__Task details__:
Reproduce the items below with "every instance" replaced by "all instances" wherever it occurs, leaving every other line unchanged. Omit the pictures from your answer.

Contour annotation records
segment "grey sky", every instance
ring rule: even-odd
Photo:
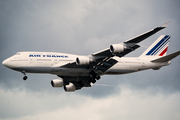
[[[88,55],[165,22],[168,53],[180,50],[179,0],[0,1],[0,61],[19,51]],[[139,56],[141,47],[128,56]],[[0,64],[0,120],[4,119],[180,119],[180,57],[159,71],[103,76],[74,93],[54,89],[53,75],[23,75]],[[81,118],[80,118],[81,116]]]

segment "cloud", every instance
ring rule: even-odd
[[[170,25],[168,53],[179,50],[179,1],[0,1],[0,61],[18,51],[88,55],[156,26]],[[139,56],[140,48],[128,56]],[[180,57],[159,71],[103,76],[74,93],[54,89],[54,75],[23,75],[0,65],[1,119],[179,119]],[[119,86],[120,85],[120,86]],[[79,117],[81,116],[81,118]],[[88,116],[88,118],[87,118]]]

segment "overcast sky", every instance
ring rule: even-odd
[[[154,27],[180,50],[179,0],[0,0],[0,61],[19,51],[89,55]],[[146,47],[128,56],[137,57]],[[103,76],[73,93],[52,88],[54,75],[23,75],[0,65],[0,120],[179,120],[180,56],[159,71]]]

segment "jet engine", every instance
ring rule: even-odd
[[[64,85],[64,82],[62,79],[54,79],[51,80],[52,87],[62,87]]]
[[[73,83],[69,83],[69,85],[64,86],[64,90],[66,92],[73,92],[76,90],[76,86]]]
[[[124,52],[126,46],[122,45],[122,44],[112,44],[110,46],[110,51],[112,53],[119,53],[119,52]]]
[[[77,65],[89,65],[90,59],[86,56],[79,56],[76,58],[76,64]]]

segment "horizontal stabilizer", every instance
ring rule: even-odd
[[[180,51],[177,51],[175,53],[169,54],[167,56],[163,56],[163,57],[158,58],[156,60],[153,60],[151,62],[157,62],[157,63],[168,62],[168,61],[174,59],[175,57],[177,57],[178,55],[180,55]]]

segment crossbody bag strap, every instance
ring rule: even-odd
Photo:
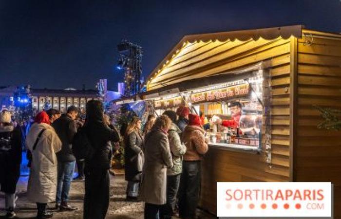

__Task output__:
segment "grey sky", all instances
ring rule: even-odd
Photo:
[[[88,55],[165,22],[168,53],[180,50],[179,0],[0,1],[0,61],[19,51]],[[139,56],[141,47],[128,56]],[[0,64],[0,120],[4,119],[180,119],[180,57],[159,71],[103,76],[74,93],[54,89],[53,75],[23,75]],[[81,118],[80,118],[81,116]]]

segment "cloud", all instances
ring rule: even-odd
[[[170,25],[168,53],[179,50],[179,1],[0,1],[0,61],[18,51],[88,55],[156,26]],[[139,56],[140,48],[128,56]],[[180,57],[159,71],[103,76],[74,93],[54,89],[54,75],[23,75],[0,65],[1,119],[179,119]],[[119,86],[120,85],[120,86]],[[79,117],[81,116],[81,118]],[[88,116],[88,118],[87,118]]]

segment "overcast sky", all instances
ring rule: even-odd
[[[154,27],[180,50],[179,0],[0,0],[0,61],[19,51],[89,55]],[[146,47],[128,56],[137,57]],[[103,76],[73,93],[52,88],[54,75],[23,75],[0,65],[0,120],[179,120],[180,56],[159,71]]]

segment "jet engine", all instances
ring rule: even-odd
[[[64,85],[64,82],[62,79],[54,79],[51,80],[52,87],[62,87]]]
[[[73,83],[69,83],[69,85],[64,86],[64,90],[66,92],[73,92],[76,90],[76,86]]]
[[[124,52],[126,46],[122,45],[122,44],[112,44],[110,46],[110,51],[112,53],[119,53],[119,52]]]
[[[77,65],[89,65],[90,59],[86,56],[79,56],[76,58],[76,64]]]

segment "horizontal stabilizer", all instances
ring rule: even-odd
[[[180,51],[177,51],[175,53],[169,54],[167,56],[163,56],[163,57],[158,58],[156,60],[153,60],[151,62],[157,62],[157,63],[168,62],[168,61],[174,59],[175,57],[177,57],[178,55],[180,55]]]

segment crossbody bag strap, all instances
ring rule: even-odd
Photo:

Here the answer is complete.